───── Listed entries

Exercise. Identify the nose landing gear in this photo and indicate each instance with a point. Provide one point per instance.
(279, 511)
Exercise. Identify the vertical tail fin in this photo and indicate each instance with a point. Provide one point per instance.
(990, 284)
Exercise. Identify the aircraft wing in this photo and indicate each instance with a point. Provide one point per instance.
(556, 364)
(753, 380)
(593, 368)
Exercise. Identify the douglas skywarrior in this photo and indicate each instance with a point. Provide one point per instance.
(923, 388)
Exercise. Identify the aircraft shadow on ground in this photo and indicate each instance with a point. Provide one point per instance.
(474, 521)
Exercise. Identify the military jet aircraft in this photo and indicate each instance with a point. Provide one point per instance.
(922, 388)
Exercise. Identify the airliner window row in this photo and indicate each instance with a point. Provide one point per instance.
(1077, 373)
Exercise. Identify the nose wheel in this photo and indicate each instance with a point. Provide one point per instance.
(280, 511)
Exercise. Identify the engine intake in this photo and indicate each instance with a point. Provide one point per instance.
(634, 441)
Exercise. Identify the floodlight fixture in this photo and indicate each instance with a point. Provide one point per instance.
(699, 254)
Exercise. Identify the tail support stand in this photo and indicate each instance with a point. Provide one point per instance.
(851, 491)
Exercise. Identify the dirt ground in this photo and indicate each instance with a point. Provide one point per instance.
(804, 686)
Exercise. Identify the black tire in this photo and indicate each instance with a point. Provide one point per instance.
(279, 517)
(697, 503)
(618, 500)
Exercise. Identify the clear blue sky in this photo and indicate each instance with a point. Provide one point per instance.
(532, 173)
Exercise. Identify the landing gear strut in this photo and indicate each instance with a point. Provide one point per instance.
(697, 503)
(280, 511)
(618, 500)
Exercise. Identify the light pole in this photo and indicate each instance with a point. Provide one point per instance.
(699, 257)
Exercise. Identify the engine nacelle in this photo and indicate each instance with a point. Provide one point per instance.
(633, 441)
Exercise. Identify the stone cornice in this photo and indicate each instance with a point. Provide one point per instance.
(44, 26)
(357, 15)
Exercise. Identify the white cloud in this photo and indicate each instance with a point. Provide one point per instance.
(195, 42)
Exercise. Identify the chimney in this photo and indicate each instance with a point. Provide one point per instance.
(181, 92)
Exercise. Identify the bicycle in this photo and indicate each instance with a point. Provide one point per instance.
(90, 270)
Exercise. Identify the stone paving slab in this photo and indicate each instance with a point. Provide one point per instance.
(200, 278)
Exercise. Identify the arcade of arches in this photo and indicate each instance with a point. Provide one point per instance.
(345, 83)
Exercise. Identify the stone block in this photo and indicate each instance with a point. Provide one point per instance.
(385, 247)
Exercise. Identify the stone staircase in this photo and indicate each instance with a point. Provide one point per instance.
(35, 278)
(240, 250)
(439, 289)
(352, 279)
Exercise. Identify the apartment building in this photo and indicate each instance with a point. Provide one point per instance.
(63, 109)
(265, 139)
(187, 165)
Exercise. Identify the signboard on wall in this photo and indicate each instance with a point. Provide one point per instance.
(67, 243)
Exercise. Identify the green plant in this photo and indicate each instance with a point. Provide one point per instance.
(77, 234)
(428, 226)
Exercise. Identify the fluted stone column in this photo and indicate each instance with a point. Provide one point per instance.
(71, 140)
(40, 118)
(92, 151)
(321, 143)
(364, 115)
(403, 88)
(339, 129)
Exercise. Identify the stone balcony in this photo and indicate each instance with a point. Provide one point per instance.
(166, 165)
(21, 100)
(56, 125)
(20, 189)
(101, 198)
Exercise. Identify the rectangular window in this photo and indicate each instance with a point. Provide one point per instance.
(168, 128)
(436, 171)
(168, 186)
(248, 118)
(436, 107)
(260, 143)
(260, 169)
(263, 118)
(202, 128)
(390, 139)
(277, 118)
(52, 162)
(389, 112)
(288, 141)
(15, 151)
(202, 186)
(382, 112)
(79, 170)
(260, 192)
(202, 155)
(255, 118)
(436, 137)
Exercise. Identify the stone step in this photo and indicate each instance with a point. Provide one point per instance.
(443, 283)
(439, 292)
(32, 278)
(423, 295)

──────────

Direction: Can you transcribe, without any change, every line from the one containing "Exercise. Identify the stone step" up to and including the final line of the records above?

The result:
Exercise. Identify the stone step in this photo and indicate each instance with a point. Provide one point per instance.
(443, 283)
(439, 292)
(32, 278)
(423, 295)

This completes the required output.